Supplied text:
┄┄┄┄┄┄┄┄┄┄

AI is now part of the daily conversation in education. But not every use of AI is equally useful for teacher development. In teacher coaching, the most valuable use of AI is not replacing human judgment but in helping coaches and teachers find evidence faster, reflect more precisely, and focus coaching conversations on what actually happened in the classroom.
For schools, districts, and teacher preparation programs, the change is profound. Used well, AI can make teacher coaching more evidence-based, flexible, and more focused on improving instruction.
What is AI-Powered Teacher Coaching?
AI-powered teacher coaching uses artificial intelligence to help analyze classroom video, transcripts, teacher-student talk patterns, and instructional behaviors.
In practice, this means a teacher or coach can upload a classroom video and use AI to identify moments worth reviewing, such as teacher questioning, student responses, classroom management moves, feedback language, or student engagement patterns.
The goal is not for AI to evaluate the teacher on its own. The goal is to give the human coach and teacher a clearer starting point for reflection.
Why AI Matters for Teacher Coaching
Teacher coaching is one of the stronger alternatives to one-time professional development because it connects feedback to actual classroom practice. A large meta-analysis of teacher coaching research found positive effects on both instruction and student achievement, while also noting that scaling coaching well can be difficult.
That scaling challenge is where AI can help.
Traditional coaching requires time: observing lessons, reviewing notes, identifying meaningful moments, preparing feedback, and meeting with teachers. When coaches support multiple teachers across buildings or programs, it becomes difficult to give every teacher the depth of feedback they deserve.
AI-assisted video analysis can reduce the time spent finding evidence so coaches can spend more time interpreting it with teachers.

┄┄┄┄┄┄┄┄┄┄

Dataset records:
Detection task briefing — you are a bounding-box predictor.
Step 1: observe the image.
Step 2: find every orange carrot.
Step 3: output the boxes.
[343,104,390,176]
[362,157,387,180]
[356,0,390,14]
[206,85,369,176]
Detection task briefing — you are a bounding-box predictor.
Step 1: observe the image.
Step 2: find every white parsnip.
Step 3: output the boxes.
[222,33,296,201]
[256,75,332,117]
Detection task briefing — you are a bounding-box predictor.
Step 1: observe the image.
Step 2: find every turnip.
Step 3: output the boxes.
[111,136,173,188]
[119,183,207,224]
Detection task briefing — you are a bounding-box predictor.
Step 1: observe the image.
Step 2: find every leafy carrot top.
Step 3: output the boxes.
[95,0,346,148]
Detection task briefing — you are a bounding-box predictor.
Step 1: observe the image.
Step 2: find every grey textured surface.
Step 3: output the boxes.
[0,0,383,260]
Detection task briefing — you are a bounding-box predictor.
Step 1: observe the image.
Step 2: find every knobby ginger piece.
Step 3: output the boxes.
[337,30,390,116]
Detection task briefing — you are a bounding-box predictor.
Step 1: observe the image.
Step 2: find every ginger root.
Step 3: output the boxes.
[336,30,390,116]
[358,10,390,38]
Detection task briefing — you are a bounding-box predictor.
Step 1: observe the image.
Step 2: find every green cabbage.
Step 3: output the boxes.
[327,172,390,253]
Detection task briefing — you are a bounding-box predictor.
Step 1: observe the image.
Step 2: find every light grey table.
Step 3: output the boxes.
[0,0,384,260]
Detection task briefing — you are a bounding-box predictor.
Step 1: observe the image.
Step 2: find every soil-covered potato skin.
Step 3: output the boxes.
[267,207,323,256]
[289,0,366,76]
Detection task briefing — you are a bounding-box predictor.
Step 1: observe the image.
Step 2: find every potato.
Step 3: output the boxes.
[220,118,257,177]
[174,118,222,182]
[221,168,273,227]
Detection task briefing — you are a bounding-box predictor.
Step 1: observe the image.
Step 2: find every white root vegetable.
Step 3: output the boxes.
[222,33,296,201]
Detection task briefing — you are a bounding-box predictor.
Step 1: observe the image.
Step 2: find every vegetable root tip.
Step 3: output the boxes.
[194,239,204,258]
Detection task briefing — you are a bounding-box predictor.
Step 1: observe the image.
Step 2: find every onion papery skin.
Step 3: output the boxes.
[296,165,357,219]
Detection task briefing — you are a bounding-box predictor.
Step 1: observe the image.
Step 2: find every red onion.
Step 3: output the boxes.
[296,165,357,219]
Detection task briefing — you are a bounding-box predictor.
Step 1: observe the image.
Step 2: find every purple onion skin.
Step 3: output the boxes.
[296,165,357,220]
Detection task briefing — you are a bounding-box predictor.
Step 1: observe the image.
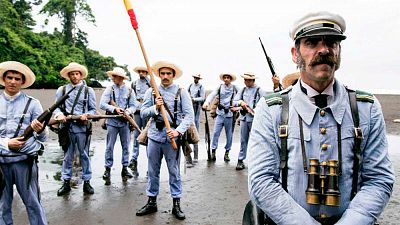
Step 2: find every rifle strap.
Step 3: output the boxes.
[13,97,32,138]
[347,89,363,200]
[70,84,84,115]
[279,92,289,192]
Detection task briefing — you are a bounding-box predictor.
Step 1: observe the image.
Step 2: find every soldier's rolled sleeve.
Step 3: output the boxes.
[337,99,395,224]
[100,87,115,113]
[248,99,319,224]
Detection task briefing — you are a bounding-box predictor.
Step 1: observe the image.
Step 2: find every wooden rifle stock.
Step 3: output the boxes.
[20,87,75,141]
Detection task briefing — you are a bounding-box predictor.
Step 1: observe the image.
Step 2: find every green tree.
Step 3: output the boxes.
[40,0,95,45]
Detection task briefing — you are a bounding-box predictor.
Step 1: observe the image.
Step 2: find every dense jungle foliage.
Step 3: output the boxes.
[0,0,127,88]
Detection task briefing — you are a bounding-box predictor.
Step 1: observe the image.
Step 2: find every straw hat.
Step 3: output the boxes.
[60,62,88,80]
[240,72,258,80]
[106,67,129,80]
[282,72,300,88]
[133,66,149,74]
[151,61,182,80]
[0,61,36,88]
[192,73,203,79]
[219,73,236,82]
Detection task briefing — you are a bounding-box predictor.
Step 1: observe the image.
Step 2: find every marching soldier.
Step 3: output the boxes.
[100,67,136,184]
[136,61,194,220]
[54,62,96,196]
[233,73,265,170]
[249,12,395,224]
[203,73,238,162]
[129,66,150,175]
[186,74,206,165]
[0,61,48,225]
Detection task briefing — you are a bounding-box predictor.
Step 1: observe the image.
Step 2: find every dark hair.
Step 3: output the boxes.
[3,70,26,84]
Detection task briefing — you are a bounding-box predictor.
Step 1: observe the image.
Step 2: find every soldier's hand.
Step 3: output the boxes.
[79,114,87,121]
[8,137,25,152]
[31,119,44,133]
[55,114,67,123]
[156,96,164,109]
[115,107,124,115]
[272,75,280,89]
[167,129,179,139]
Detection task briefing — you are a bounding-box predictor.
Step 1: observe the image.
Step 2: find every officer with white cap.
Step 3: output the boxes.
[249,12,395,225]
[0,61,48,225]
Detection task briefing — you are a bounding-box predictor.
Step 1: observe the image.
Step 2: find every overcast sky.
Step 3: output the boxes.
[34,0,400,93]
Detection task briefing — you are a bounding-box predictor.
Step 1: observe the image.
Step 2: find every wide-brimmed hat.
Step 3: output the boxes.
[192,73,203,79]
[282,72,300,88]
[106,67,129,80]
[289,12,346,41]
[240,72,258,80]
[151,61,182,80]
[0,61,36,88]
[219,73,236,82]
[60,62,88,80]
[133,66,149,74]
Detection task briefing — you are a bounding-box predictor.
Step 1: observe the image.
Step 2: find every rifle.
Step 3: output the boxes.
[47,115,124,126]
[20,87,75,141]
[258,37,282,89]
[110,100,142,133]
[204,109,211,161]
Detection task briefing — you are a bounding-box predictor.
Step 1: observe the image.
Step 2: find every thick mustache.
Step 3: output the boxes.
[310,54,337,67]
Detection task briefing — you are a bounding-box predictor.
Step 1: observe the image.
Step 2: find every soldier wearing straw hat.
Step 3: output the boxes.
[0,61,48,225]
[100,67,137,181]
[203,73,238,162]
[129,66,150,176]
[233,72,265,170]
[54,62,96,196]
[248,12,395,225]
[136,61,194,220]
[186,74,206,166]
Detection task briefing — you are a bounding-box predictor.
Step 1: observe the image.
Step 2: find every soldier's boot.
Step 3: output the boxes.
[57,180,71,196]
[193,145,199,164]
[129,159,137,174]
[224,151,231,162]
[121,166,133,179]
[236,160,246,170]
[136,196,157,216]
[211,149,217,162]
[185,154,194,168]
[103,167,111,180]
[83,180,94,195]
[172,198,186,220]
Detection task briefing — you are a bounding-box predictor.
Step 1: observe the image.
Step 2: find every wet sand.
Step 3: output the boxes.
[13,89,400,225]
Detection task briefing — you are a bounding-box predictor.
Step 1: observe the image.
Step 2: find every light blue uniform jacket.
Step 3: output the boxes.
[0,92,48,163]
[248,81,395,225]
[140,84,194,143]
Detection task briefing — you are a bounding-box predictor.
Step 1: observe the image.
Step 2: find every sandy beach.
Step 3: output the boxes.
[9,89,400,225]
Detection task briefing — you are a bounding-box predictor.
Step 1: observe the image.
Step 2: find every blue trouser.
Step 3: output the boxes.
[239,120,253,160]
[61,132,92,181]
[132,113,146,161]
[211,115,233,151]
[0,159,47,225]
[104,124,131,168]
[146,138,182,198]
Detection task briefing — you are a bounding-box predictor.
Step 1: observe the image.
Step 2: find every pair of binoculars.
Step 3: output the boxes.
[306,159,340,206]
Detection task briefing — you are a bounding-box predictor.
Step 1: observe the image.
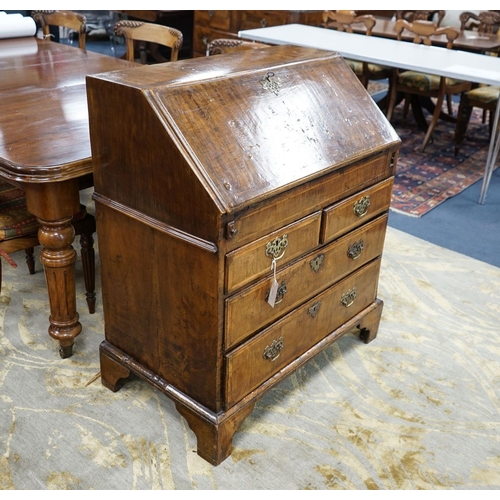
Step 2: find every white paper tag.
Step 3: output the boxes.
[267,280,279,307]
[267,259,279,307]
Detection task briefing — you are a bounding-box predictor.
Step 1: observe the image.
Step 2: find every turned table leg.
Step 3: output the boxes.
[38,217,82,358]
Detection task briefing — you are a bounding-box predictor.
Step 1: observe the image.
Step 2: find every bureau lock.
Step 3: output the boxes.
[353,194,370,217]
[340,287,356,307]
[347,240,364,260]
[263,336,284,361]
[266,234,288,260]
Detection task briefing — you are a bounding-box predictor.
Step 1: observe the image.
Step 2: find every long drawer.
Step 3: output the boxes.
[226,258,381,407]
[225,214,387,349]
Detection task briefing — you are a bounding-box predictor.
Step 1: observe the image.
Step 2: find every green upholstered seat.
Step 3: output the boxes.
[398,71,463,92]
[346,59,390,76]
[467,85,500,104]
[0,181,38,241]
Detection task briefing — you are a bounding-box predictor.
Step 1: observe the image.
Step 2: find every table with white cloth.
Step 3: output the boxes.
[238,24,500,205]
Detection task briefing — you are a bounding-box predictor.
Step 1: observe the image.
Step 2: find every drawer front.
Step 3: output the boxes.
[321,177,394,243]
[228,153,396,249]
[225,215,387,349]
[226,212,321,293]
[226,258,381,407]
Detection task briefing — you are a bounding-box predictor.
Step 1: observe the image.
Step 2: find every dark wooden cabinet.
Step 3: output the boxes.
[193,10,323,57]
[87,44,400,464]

┄┄┄┄┄┄┄┄┄┄

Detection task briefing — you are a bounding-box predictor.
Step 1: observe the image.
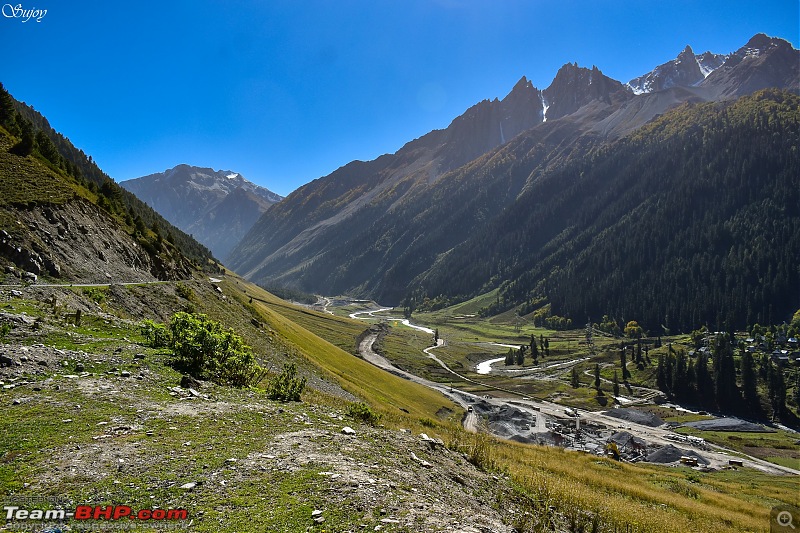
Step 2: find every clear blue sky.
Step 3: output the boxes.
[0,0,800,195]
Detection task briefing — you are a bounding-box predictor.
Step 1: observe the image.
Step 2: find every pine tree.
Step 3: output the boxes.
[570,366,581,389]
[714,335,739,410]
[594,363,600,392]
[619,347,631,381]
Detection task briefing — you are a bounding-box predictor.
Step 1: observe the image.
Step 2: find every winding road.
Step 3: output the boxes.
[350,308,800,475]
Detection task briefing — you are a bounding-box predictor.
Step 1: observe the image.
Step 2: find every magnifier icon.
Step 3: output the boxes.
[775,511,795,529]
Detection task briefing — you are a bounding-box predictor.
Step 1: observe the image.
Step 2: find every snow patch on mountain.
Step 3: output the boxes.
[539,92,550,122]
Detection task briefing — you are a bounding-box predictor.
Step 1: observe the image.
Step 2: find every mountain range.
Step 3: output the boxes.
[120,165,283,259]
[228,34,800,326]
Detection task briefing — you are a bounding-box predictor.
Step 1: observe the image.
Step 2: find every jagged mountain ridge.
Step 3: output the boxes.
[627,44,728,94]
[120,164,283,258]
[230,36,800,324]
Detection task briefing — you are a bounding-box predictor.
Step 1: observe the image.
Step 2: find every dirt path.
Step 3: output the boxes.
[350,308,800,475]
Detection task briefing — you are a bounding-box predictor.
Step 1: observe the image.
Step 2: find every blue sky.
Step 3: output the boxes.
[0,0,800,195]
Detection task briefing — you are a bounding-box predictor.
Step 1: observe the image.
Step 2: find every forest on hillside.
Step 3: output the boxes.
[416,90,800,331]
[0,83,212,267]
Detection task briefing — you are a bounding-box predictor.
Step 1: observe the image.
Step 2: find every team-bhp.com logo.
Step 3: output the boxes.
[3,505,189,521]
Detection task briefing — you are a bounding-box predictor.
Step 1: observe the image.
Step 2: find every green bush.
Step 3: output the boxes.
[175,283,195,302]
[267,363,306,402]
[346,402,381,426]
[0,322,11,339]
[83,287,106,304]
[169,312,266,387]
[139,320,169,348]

┄┄┄┄┄┄┄┄┄┄

List of tasks:
- 1) Decide whether each statement agrees with the AI teacher coaching text. Answer yes or no for each, quoting the deciding words of the text.
(a) The goal is for AI to evaluate the teacher on its own.
(b) A large meta-analysis found positive effects on both instruction and student achievement.
(c) Traditional coaching takes little time.
- 2) Using the AI teacher coaching text, answer each question briefly.
(a) What can a teacher or coach upload so that AI can identify moments worth reviewing?
(b) According to the meta-analysis, what can be difficult?
(c) What can AI-assisted video analysis reduce?
- 3) From the AI teacher coaching text, extract the passage from "That scaling challenge" up to and including "feedback they deserve.".
Rely only on the AI teacher coaching text for your answers.

Task-by-task outputs:
- 1)
(a) No: "The goal is not for AI to evaluate the teacher on its own."
(b) Yes: "A large meta-analysis of teacher coaching research found positive effects on both instruction and student achievement"
(c) No: "Traditional coaching requires time"

- 2)
(a) A classroom video.
(b) Scaling coaching well.
(c) The time spent finding evidence.

- 3)
That scaling challenge is where AI can help.
Traditional coaching requires time: observing lessons, reviewing notes, identifying meaningful moments, preparing feedback, and meeting with teachers. When coaches support multiple teachers across buildings or programs, it becomes difficult to give every teacher the depth of feedback they deserve.